Given exercise >> Change "sofa" to "couch" in the part that opens with the line containing "TARGET = window with plantation shutters" and closes with the last of the items, leaving everything else unchanged. Give only that part.

[Object position labeling entries]
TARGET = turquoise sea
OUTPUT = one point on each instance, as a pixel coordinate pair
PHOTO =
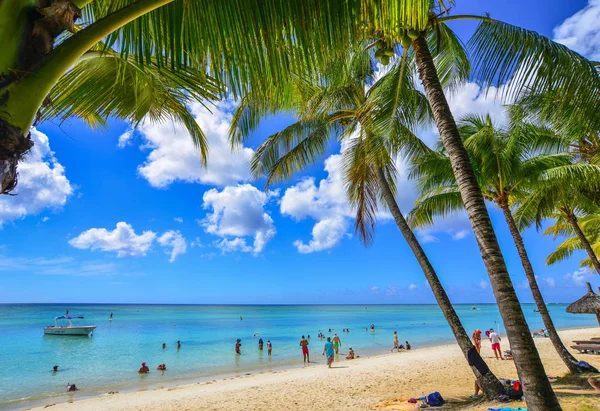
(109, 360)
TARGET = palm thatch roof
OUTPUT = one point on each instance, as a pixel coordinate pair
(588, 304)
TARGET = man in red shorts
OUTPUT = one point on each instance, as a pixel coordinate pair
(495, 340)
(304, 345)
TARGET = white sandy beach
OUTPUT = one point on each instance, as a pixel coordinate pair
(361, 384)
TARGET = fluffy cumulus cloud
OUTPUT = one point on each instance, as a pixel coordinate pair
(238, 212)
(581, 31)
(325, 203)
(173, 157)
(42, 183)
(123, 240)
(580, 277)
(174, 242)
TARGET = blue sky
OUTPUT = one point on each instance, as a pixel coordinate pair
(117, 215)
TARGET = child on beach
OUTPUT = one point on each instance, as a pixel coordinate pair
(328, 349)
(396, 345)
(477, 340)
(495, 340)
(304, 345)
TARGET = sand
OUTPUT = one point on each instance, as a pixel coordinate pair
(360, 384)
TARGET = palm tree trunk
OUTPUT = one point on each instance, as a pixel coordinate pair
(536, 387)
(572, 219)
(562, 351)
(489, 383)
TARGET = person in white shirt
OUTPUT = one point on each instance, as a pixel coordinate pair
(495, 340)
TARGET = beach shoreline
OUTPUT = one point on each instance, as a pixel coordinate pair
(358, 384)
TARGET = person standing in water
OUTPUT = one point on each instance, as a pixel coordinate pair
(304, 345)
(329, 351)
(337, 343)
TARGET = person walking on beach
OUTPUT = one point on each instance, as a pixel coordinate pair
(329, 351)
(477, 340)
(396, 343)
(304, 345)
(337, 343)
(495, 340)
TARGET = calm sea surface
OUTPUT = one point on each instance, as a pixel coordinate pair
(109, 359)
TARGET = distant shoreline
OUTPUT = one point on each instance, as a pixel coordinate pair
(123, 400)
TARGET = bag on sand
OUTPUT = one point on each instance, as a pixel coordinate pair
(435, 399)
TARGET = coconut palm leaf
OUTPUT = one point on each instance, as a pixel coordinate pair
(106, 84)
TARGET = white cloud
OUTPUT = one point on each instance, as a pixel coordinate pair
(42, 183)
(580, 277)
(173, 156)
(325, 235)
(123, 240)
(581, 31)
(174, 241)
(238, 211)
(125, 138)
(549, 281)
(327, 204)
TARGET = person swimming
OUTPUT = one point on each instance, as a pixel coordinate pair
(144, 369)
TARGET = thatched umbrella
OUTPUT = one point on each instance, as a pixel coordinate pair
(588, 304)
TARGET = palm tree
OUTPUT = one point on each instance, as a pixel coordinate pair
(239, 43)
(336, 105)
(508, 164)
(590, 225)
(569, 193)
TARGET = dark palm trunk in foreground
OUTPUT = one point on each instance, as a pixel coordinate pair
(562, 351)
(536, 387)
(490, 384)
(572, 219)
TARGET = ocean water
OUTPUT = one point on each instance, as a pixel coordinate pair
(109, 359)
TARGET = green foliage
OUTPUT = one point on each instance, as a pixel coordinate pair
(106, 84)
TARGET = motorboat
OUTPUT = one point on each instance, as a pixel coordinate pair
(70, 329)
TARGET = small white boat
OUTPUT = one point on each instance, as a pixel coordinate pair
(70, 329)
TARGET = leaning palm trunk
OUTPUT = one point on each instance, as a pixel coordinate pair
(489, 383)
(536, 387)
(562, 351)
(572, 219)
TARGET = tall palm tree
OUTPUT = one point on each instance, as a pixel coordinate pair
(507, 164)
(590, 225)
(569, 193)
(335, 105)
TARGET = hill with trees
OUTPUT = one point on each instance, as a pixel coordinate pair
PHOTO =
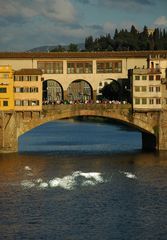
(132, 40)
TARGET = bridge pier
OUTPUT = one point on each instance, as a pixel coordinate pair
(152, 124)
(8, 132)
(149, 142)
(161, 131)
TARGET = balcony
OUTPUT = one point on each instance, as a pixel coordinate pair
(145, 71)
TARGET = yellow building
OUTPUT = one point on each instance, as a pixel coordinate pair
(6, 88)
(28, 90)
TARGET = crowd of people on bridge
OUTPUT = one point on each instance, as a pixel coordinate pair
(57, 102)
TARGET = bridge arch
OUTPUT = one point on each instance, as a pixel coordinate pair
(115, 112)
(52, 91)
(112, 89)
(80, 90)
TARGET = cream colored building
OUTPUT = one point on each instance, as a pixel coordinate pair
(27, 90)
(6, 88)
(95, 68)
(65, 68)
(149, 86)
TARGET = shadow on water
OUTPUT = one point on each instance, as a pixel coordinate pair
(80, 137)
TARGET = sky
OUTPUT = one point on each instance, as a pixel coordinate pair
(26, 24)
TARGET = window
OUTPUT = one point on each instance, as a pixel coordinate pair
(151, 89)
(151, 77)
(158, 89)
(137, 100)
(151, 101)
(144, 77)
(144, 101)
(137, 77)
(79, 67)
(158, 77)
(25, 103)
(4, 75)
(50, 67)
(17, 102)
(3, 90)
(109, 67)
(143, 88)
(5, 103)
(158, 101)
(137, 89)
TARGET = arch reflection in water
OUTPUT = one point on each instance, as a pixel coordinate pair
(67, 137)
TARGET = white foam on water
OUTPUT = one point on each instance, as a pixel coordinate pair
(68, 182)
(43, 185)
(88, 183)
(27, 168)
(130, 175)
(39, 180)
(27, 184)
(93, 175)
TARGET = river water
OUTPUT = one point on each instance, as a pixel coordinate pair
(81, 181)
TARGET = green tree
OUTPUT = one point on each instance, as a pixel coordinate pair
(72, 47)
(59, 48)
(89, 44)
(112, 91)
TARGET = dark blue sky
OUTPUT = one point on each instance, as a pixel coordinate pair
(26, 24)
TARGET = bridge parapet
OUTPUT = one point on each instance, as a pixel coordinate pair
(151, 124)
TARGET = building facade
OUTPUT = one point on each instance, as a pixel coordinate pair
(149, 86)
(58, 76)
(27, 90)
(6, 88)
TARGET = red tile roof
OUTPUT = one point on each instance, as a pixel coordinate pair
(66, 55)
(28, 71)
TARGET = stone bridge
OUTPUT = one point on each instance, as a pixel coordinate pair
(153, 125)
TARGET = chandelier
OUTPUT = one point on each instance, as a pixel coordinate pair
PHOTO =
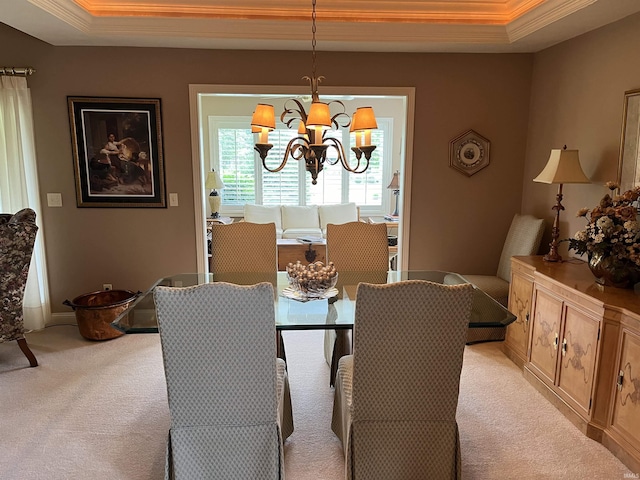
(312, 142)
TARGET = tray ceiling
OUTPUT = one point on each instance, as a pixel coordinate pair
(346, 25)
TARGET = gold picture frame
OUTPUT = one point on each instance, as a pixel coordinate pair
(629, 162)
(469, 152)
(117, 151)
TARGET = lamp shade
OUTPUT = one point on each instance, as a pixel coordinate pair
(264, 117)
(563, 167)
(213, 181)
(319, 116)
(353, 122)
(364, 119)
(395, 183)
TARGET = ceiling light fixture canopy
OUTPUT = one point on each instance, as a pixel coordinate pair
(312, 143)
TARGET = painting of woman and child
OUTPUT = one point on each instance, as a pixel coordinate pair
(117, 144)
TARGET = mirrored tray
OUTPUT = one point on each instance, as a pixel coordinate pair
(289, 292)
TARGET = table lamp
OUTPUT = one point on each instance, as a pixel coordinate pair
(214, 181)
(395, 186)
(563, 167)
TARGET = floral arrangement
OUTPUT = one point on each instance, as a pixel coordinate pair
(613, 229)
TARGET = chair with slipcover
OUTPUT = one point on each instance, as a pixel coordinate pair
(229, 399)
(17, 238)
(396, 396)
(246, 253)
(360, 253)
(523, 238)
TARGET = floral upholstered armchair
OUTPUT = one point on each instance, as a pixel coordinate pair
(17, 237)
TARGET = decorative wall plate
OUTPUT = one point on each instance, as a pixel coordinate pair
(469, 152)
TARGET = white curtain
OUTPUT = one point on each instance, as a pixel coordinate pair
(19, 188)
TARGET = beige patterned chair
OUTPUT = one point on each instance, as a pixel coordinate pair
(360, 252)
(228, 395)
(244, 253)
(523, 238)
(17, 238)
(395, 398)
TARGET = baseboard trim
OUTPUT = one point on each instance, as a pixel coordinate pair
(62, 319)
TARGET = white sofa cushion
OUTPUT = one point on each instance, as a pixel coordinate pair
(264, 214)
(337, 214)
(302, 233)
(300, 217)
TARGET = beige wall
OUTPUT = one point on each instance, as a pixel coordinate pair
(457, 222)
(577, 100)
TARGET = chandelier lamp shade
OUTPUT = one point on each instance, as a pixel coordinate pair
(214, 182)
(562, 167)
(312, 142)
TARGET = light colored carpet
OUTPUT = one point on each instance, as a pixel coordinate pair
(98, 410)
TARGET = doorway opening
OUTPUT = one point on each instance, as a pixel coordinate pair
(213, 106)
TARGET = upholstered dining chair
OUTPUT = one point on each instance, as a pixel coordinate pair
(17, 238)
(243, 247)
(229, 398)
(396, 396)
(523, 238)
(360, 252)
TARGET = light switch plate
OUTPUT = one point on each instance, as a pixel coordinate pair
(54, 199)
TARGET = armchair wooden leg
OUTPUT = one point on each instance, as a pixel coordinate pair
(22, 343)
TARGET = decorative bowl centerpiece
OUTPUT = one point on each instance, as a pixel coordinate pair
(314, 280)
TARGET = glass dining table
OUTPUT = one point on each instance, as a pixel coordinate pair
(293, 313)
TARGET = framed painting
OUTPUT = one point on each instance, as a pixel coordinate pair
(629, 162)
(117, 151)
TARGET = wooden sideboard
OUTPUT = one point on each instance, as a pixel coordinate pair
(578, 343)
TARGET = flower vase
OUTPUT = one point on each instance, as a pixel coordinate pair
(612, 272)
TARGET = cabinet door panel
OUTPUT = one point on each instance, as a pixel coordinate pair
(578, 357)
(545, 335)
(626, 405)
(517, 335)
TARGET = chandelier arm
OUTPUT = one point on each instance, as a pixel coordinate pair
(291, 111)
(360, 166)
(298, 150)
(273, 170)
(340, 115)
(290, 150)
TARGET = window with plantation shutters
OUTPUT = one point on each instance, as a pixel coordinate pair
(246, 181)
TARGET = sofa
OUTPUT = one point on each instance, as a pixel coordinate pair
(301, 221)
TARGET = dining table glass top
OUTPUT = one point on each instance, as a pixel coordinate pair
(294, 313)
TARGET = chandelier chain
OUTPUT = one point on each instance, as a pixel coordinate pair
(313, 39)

Correct answer >>
TARGET = window with plantation shutters
OUTPUT = one point on each instance, as a pixel coordinate pair
(246, 181)
TARGET = couch
OUTPUT = one point on each instance, as a pixel coordinate pair
(301, 221)
TARGET = dining table glass top
OUTPUT = one point on each instance, as a pixel coordinate pair
(294, 313)
TARGET = chandelier chain
OUTPUT = one point on each instance, as a pixel coordinate pair
(313, 39)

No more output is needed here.